**What is required:**
Would you please output, word for word, the span of the listing below that opens on the line containing "Target: beige wall" and closes on the line containing "Target: white t-shirt"? Include both ends and nothing more.

=== Records for this exercise ===

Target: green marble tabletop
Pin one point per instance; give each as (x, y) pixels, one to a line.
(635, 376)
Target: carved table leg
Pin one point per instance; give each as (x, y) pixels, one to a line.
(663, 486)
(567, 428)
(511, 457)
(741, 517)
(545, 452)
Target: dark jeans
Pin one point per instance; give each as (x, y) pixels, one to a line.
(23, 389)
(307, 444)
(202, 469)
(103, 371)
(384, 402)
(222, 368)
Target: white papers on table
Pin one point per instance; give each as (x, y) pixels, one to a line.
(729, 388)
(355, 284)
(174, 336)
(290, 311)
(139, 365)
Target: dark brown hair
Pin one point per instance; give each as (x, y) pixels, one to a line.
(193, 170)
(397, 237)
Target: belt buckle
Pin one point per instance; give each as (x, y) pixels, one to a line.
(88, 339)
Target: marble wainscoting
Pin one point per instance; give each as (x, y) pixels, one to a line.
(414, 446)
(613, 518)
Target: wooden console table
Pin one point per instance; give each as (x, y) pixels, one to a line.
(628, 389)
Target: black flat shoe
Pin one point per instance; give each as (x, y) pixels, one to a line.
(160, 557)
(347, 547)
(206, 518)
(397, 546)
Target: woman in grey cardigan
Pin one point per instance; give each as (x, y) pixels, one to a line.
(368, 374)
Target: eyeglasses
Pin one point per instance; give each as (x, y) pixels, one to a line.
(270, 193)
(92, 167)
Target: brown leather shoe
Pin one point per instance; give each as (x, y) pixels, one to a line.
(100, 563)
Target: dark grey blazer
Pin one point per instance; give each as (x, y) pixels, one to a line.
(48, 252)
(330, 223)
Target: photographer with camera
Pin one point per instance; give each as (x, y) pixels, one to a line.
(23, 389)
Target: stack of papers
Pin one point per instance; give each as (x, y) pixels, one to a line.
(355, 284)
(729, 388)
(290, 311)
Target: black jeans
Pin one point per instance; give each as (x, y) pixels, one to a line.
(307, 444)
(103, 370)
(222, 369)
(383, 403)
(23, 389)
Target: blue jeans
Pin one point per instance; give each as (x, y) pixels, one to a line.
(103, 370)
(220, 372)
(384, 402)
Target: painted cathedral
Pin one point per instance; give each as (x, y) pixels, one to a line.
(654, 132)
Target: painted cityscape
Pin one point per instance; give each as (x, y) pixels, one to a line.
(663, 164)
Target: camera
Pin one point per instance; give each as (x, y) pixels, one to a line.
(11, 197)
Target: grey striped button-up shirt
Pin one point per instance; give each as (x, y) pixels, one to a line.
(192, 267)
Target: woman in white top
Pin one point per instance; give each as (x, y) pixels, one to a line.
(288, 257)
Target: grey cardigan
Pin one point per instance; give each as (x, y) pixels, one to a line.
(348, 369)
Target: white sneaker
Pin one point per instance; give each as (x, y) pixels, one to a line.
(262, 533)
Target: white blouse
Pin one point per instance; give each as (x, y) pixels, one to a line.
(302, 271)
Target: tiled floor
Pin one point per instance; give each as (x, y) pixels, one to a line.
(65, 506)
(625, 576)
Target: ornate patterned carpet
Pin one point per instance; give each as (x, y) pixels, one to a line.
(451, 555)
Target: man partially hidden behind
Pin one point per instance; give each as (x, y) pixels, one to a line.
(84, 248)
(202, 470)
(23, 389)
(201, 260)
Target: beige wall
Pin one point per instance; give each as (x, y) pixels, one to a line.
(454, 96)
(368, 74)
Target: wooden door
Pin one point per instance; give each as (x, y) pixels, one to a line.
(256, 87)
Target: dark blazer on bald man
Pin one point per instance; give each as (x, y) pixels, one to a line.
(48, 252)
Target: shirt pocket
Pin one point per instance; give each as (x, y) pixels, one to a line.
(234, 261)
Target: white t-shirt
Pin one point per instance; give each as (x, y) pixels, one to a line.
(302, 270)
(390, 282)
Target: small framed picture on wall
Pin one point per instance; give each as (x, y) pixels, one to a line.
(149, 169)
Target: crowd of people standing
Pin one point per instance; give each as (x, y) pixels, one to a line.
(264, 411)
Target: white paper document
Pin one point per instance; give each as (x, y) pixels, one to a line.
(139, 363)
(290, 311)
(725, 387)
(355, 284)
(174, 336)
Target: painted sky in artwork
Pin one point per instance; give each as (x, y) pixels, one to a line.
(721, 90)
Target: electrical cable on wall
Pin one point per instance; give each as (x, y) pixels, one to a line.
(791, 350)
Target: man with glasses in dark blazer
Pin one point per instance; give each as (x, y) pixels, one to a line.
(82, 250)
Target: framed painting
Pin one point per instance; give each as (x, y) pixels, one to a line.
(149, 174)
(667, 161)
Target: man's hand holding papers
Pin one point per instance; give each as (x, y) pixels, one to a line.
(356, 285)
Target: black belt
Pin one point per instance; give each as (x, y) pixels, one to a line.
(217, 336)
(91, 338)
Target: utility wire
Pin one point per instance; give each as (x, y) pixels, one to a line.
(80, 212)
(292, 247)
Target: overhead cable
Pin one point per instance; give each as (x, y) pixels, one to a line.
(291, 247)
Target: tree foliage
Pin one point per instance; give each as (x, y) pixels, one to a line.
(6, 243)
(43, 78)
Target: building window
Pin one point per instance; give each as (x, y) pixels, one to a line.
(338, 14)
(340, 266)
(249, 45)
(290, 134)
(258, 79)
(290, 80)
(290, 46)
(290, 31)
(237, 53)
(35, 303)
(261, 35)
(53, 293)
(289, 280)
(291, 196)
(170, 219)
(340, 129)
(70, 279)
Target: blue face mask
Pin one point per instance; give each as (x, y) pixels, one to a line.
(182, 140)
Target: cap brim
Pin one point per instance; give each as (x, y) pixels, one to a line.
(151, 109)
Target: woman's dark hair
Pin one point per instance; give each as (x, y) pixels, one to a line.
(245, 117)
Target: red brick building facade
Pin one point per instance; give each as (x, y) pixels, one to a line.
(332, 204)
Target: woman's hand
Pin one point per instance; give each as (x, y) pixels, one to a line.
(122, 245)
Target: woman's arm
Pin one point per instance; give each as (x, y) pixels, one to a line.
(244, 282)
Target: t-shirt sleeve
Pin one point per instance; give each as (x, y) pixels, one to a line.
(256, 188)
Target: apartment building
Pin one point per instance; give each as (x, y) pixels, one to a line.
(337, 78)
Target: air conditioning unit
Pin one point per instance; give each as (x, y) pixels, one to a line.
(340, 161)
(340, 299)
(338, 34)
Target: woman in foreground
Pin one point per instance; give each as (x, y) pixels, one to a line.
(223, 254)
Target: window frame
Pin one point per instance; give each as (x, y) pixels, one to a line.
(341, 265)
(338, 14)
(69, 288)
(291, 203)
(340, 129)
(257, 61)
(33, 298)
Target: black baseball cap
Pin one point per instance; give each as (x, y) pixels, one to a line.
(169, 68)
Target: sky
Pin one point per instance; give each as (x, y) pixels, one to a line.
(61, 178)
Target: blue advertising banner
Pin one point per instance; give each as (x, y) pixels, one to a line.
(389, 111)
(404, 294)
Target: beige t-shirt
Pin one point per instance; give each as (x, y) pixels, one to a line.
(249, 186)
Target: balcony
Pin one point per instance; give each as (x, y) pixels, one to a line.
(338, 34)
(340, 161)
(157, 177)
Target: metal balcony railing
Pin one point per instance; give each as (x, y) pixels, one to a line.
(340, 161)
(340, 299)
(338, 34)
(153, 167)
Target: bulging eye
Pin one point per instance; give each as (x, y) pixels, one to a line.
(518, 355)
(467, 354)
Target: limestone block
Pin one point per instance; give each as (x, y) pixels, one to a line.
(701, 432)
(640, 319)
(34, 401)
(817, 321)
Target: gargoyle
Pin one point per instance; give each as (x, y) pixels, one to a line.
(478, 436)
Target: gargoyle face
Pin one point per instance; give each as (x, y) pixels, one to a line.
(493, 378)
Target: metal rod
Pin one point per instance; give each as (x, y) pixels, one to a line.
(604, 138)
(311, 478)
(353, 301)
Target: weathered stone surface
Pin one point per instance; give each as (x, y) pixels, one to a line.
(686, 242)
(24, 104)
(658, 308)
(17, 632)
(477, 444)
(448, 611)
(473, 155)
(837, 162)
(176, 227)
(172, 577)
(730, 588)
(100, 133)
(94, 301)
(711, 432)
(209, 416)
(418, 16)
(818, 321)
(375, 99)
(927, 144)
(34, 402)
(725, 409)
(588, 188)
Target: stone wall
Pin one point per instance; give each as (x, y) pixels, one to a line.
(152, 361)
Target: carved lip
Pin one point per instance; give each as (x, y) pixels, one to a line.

===

**Solution to this task:**
Target: beige wall
Pin one point per instance; give each as (x, y) pixels, one to a line.
(454, 96)
(368, 74)
Target: wooden door
Pin one point per instance; give each as (x, y) pixels, one to a line.
(256, 87)
Target: dark blazer on bald man
Pin one point per instance; give each as (x, y) pixels, one to a line.
(48, 252)
Target: shirt pocket
Pin one point per instance; give each as (x, y) pixels, one to a line.
(234, 261)
Target: white t-shirt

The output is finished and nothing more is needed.